● PROBLEM TO SOLVE
Convert the items below into a numbered list, one line per number, with blank lines left out. Omit the pictures from your list.

━━━ TASK INPUT

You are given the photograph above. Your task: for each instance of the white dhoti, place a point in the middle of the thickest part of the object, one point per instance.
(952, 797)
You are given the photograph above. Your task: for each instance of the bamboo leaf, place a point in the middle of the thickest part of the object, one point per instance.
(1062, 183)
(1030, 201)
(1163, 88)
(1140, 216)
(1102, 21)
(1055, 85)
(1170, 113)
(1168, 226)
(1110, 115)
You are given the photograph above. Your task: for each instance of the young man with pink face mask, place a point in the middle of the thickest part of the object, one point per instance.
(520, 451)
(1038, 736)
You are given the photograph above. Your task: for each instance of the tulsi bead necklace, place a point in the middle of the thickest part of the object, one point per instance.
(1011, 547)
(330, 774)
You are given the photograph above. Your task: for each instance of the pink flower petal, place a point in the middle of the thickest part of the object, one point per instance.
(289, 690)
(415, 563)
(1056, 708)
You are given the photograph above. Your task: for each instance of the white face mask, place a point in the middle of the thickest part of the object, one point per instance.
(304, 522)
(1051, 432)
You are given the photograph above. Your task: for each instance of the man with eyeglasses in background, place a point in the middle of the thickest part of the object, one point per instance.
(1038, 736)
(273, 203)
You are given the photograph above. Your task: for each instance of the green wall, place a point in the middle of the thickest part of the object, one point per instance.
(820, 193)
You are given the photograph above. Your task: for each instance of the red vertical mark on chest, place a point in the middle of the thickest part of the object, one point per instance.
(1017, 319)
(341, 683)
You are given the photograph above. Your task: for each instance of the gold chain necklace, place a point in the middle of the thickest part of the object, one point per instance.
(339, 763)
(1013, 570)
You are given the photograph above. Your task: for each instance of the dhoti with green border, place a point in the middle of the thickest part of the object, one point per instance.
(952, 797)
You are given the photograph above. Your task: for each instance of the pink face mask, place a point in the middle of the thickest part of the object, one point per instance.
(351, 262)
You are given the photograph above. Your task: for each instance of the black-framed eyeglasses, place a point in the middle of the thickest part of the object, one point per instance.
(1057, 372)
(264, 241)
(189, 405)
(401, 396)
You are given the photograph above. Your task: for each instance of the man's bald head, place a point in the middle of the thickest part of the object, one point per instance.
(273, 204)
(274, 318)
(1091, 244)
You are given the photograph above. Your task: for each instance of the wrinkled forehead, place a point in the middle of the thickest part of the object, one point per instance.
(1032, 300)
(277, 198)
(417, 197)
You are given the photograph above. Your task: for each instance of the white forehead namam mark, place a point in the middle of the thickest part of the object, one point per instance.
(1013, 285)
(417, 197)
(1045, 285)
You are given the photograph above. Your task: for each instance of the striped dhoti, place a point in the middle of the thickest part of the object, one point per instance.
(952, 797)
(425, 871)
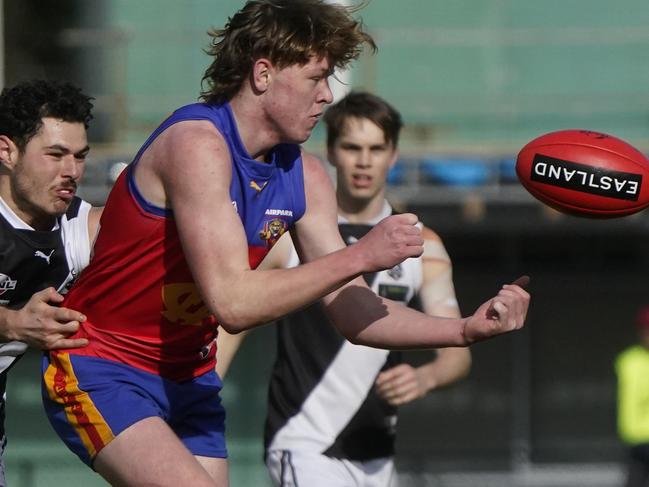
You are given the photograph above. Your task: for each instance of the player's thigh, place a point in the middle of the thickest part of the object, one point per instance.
(294, 468)
(149, 453)
(216, 467)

━━━━━━

● TASK OUTPUT
1. You are given the photograph above. Your task: for each instance of the white dhoti, place a point in the middle of the thickest part of the object, one point per instance.
2. (952, 797)
3. You are given the photograph above. Your task: for each instance of the bamboo leaf, place a point in the middle of the thickest part of the object, one point per instance.
4. (1062, 183)
5. (1030, 201)
6. (1163, 88)
7. (1140, 216)
8. (1102, 21)
9. (1055, 85)
10. (1170, 113)
11. (1168, 226)
12. (1110, 115)
13. You are given the photograph above. Your task: for each instance of the young man with pink face mask, place a point in the middle of the thickest part of the object, one point per instance.
14. (520, 451)
15. (1038, 736)
16. You are given the photograph above. Your task: for each instance of the tulsi bead necklace, place a point in the middle of the thickest part of the object, one point per instance.
17. (1011, 547)
18. (330, 774)
19. You are given the photograph above. Your task: for each instance of the pink flower petal, place a point in the middle of the thickest part of the object, one point per instance.
20. (289, 690)
21. (415, 563)
22. (1056, 708)
23. You are given the photograph above. Your task: for each instance of the white face mask, place a point in the middle of the thickest part of the object, one point per instance.
24. (304, 522)
25. (1051, 432)
26. You are given the photograph above. Your task: for each instance of the man with eyeglasses in background, place a point in the middle of the thickest part of the object, one point per instance.
27. (1038, 736)
28. (273, 203)
29. You are given the photograph above. Your task: for each instance of the green wall, place a point in the middle of the thickest part of the object, one point per instance.
30. (820, 193)
31. You are given the photograph above. Your task: for each instance of the red vertical mark on chest, place a point in the middle of the thickest part of the object, one point per instance.
32. (1017, 319)
33. (341, 683)
34. You are given the photograph above. Your task: for each instance of the gold chain necklace, place a point in the middle of the thickest part of the object, one point per instance.
35. (339, 763)
36. (1013, 570)
37. You are given the photograph above. Your task: for each instance of the dhoti with green border, place a point in the middle of the thickest part of the object, one point per instance.
38. (952, 797)
39. You are given the photograph above. Your task: for each instance of the pink face mask, place a point in the middle of the thickest part of the object, one point per instance.
40. (351, 262)
41. You are given the photograph above. Your task: for each instance of the black-framed eyeglasses, place a point in the middle of the thickest part of the object, one point per instance.
42. (1057, 372)
43. (264, 241)
44. (189, 405)
45. (401, 396)
46. You are given the photograph above. Your task: for each instance of the man's bald head, place a point in the middle of the thickest part of the object, one point per instance.
47. (273, 204)
48. (274, 318)
49. (1091, 244)
50. You are given the photograph above. Your task: for each instance of the wrinkled forehead, place a point in the middle of the thickest part of the object, one point per instance.
51. (1032, 300)
52. (277, 198)
53. (417, 197)
54. You are given the photograph above. Your task: for each instance of the white forehead namam mark, place a point in the middle of the thickest part of the object, one point per instance.
55. (1013, 285)
56. (417, 197)
57. (1045, 285)
58. You are given the photograph above. Your task: for each instance of the striped dhoti, place a point in the middle of the thickest part of the object, one point per instance.
59. (952, 797)
60. (425, 871)
61. You are given the photograph above. Your task: for each instance of the player's thigh, place a point in the middle of the thickest part of the object, one point per instance.
62. (294, 468)
63. (149, 453)
64. (216, 467)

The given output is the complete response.